-- What to produce --
Which lines of the records below contain the string "church"? Report each of them.
+++ Records shown +++
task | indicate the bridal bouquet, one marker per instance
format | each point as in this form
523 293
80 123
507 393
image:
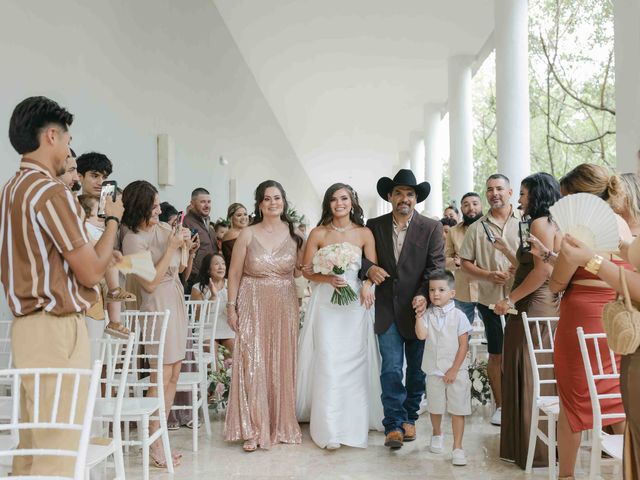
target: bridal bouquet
336 259
220 380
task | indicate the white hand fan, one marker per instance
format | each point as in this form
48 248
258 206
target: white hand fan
139 263
589 219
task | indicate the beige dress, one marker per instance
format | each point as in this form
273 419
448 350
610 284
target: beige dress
169 292
262 403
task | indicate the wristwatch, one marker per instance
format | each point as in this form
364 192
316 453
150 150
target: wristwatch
593 265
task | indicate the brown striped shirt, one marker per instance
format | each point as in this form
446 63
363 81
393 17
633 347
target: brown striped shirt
40 219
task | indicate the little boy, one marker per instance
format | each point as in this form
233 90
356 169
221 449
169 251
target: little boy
445 329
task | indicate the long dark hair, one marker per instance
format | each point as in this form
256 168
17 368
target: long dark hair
204 275
137 200
284 216
356 215
544 191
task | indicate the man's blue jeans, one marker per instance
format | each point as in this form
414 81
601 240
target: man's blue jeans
400 401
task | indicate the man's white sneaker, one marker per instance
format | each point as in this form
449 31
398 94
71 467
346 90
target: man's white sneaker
436 445
458 458
496 418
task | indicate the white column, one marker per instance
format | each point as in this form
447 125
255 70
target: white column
460 127
404 161
627 44
432 160
417 154
512 88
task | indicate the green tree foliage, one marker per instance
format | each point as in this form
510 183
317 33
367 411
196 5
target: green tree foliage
571 87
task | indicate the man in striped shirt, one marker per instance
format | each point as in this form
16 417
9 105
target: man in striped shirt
49 269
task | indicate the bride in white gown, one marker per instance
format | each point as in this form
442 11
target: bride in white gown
338 374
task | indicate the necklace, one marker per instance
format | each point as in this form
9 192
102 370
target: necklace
340 229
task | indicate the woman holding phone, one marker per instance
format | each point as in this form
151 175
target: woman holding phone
146 233
530 294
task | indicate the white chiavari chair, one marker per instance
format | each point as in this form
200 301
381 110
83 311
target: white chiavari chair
150 329
62 416
600 441
539 333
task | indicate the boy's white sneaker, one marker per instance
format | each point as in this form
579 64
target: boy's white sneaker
437 442
458 458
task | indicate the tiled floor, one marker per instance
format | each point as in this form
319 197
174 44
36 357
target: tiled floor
220 460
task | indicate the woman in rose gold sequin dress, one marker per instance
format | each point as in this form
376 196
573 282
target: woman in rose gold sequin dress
263 311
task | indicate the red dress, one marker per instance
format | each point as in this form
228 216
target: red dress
582 306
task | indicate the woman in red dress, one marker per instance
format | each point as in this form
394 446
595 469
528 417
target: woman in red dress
584 298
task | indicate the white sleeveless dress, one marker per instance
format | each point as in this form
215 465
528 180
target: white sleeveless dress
338 377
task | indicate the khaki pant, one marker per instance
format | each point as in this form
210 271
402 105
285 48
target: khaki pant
44 340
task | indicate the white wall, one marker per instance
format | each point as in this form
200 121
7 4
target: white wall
130 69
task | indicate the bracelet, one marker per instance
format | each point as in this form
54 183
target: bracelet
593 265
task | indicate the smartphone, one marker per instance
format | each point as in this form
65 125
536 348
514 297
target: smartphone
524 236
488 231
180 219
109 187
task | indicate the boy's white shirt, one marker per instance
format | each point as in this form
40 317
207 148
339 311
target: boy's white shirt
435 318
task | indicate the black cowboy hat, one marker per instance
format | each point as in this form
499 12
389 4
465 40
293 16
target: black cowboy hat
404 178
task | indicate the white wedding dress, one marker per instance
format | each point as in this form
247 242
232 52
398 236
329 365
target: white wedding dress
338 374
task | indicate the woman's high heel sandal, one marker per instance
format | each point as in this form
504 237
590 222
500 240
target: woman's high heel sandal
250 446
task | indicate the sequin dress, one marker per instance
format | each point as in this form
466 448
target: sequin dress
262 403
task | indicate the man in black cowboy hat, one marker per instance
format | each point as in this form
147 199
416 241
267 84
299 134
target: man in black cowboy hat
409 247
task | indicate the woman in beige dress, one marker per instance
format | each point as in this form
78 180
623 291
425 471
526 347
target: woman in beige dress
530 294
239 218
146 232
262 309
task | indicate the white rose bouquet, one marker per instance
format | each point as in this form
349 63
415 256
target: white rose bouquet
480 389
336 259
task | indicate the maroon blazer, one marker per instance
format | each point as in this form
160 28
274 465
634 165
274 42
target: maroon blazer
421 254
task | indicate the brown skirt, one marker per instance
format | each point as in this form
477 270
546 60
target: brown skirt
517 380
630 387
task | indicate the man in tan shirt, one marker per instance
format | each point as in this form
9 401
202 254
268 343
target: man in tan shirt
49 270
466 285
492 270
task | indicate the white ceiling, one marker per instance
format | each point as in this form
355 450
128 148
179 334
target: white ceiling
347 79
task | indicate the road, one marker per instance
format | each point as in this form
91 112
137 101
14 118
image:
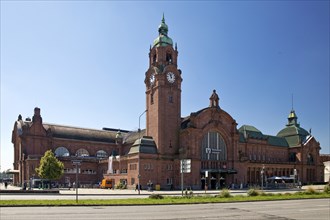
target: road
316 209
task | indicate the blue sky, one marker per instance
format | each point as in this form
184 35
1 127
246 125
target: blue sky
83 62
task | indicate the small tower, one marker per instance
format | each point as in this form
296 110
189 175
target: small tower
163 93
214 100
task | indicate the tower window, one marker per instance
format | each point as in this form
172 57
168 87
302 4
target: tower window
152 98
169 58
170 99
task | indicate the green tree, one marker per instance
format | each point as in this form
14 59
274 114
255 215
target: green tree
50 167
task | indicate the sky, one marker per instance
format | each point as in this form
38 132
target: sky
83 63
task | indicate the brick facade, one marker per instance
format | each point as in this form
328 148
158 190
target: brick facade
208 137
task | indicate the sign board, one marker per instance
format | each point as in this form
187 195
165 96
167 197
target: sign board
76 162
185 166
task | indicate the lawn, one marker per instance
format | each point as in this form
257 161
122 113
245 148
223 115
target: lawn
157 199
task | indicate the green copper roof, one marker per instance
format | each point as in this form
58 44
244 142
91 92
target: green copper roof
162 40
293 133
250 132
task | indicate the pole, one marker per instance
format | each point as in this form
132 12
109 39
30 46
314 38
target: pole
182 177
139 151
262 177
76 182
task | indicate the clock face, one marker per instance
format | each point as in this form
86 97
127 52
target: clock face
170 77
152 79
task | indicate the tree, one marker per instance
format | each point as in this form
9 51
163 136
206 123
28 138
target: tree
50 167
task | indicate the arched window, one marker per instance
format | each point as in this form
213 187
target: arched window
101 154
82 153
213 147
62 152
310 159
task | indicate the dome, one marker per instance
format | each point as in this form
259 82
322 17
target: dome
293 127
291 131
163 39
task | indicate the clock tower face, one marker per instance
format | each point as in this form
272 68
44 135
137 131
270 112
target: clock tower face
163 94
170 77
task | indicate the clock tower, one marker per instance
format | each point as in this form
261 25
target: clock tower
163 93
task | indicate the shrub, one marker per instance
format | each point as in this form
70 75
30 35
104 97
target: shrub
224 193
311 190
326 188
253 192
156 196
120 186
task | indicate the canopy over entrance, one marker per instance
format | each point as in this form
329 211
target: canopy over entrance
224 171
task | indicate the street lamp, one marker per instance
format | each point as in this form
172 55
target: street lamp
139 151
262 176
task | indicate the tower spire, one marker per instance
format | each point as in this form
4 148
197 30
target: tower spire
163 19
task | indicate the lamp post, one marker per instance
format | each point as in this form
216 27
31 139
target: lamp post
77 163
262 177
139 151
294 177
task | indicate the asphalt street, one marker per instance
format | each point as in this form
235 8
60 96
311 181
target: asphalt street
309 209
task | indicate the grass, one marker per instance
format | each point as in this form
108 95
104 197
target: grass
166 200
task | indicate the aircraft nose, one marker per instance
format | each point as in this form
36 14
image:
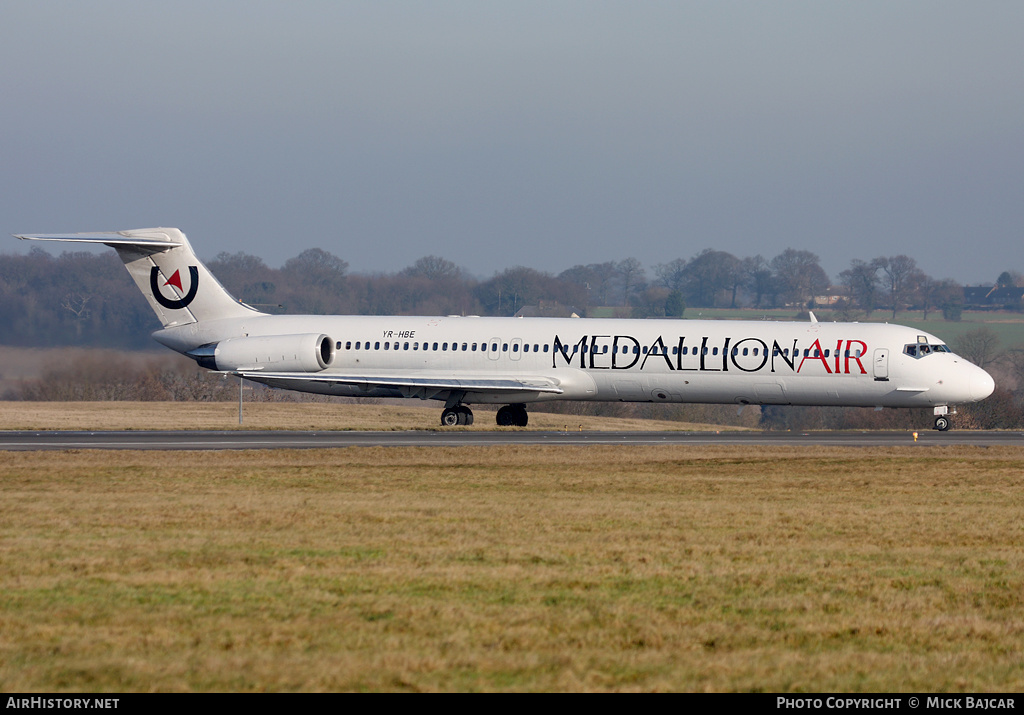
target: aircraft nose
982 385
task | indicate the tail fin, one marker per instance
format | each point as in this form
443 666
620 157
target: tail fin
179 288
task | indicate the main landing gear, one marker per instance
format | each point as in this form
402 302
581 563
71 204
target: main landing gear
508 416
942 421
458 415
512 416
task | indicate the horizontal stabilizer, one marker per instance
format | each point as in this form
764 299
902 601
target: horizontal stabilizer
154 240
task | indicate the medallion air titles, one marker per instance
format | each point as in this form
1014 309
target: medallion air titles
710 354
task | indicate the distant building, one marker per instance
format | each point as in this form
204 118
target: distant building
546 308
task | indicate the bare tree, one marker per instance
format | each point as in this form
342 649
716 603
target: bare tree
902 279
861 279
800 276
758 278
672 275
979 345
433 268
633 278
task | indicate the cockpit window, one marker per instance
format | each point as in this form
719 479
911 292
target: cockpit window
923 349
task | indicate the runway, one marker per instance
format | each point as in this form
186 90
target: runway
281 439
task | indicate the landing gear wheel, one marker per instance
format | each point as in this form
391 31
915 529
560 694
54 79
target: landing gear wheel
459 415
451 417
512 416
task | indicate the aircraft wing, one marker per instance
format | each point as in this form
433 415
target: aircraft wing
409 386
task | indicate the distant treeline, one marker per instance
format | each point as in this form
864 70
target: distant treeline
88 299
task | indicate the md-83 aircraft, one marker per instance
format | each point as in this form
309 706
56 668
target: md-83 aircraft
513 362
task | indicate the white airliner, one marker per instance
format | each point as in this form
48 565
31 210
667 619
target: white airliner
464 361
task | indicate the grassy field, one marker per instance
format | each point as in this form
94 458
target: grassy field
302 416
514 569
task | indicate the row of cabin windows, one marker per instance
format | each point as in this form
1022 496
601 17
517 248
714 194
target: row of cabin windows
472 347
465 347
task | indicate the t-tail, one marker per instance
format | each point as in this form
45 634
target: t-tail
179 288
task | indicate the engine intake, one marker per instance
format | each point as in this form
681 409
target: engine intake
306 353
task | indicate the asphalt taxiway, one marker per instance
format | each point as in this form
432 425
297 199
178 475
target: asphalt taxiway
279 439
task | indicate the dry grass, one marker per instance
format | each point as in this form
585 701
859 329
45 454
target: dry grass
304 416
520 569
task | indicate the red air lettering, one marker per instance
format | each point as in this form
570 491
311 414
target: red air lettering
850 354
815 347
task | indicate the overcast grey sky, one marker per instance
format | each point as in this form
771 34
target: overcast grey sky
537 133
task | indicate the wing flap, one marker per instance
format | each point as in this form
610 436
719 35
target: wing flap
505 385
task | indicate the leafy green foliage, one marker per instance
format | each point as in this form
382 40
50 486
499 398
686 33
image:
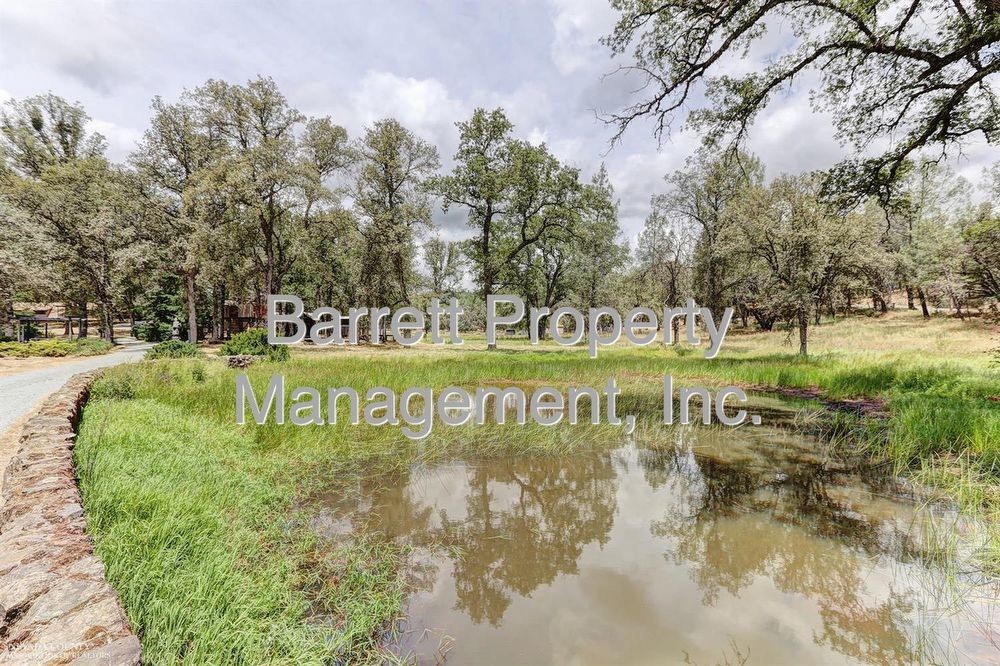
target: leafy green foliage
152 331
253 342
174 349
114 386
84 347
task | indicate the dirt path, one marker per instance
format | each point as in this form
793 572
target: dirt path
25 384
9 438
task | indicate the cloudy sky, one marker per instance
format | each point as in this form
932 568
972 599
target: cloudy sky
427 63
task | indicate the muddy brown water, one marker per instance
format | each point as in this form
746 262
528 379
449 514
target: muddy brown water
716 546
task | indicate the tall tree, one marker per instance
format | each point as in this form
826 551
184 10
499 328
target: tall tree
699 196
481 182
444 266
175 152
600 255
36 133
91 213
797 243
662 254
393 205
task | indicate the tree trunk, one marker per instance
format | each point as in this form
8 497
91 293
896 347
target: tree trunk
84 323
7 316
878 303
803 331
107 319
192 297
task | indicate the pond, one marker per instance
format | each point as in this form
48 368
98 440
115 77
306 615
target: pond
717 546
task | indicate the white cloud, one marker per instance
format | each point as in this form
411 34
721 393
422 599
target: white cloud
578 25
121 140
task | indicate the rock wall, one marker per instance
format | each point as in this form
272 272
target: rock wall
56 606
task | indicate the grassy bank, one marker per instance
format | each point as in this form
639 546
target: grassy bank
196 520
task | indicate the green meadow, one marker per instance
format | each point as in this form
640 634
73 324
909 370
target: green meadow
200 522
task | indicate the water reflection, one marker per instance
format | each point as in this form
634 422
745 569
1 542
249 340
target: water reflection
660 554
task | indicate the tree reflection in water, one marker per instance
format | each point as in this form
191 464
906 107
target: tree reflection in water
508 526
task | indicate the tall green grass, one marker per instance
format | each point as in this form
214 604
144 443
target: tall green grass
196 517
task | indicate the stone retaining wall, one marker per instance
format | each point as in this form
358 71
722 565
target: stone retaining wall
56 607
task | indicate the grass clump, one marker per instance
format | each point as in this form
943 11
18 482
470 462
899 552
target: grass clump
253 342
174 349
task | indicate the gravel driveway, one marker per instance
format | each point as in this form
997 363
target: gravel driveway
20 392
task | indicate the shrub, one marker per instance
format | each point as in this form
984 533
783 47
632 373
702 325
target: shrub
174 349
36 348
253 342
115 386
54 348
152 331
91 347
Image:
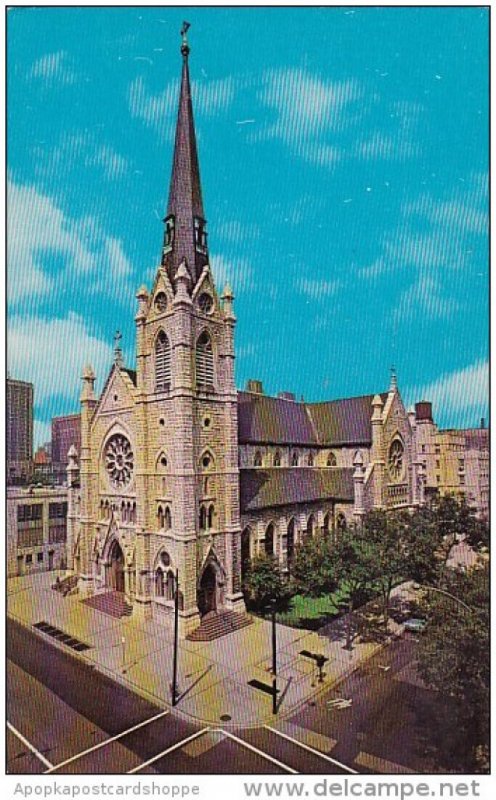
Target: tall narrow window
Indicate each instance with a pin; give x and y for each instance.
(204, 362)
(162, 363)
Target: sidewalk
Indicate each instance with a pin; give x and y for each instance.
(212, 676)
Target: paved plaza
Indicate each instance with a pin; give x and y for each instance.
(213, 677)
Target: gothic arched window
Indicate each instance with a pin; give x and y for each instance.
(269, 540)
(341, 522)
(159, 583)
(331, 460)
(162, 363)
(204, 362)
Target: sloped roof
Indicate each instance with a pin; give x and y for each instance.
(131, 373)
(345, 421)
(274, 420)
(281, 486)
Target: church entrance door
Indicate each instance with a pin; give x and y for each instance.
(207, 593)
(116, 569)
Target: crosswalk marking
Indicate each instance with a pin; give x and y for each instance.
(30, 747)
(166, 752)
(106, 742)
(339, 702)
(260, 752)
(382, 765)
(311, 750)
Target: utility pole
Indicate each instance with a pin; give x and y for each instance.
(176, 632)
(274, 659)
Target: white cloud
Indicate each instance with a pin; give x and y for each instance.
(316, 289)
(37, 227)
(53, 68)
(464, 392)
(306, 106)
(51, 353)
(159, 110)
(74, 149)
(424, 298)
(380, 146)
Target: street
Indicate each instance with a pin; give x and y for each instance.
(68, 718)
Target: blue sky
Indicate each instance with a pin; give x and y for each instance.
(344, 159)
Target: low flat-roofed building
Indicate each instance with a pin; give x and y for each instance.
(36, 530)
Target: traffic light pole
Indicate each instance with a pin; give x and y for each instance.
(274, 662)
(176, 637)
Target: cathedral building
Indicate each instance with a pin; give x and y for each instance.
(180, 473)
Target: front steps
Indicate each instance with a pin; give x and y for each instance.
(112, 603)
(218, 623)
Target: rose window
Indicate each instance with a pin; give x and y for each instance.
(119, 460)
(395, 462)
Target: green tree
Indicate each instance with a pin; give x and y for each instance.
(350, 568)
(453, 658)
(452, 518)
(265, 583)
(384, 551)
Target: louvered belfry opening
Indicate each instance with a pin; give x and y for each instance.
(162, 363)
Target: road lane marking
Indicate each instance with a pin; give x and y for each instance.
(312, 750)
(169, 750)
(317, 740)
(382, 765)
(27, 744)
(260, 752)
(199, 746)
(106, 742)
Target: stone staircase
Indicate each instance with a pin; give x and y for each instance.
(112, 603)
(218, 623)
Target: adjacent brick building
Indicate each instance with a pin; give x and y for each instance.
(19, 431)
(66, 431)
(36, 530)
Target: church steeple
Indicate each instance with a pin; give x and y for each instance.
(185, 236)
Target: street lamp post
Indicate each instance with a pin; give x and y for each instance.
(274, 659)
(176, 636)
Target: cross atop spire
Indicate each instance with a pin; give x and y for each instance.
(185, 234)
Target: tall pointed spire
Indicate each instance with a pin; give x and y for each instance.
(185, 226)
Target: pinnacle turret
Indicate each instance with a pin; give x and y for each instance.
(185, 236)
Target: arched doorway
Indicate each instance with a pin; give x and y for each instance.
(116, 568)
(207, 592)
(245, 552)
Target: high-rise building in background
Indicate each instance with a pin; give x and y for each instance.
(20, 396)
(66, 431)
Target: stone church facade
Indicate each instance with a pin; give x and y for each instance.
(179, 473)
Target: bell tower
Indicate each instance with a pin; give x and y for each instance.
(187, 406)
+++
-- Response area --
Target: church entrance door
Target: church steeple
Target: stone church facade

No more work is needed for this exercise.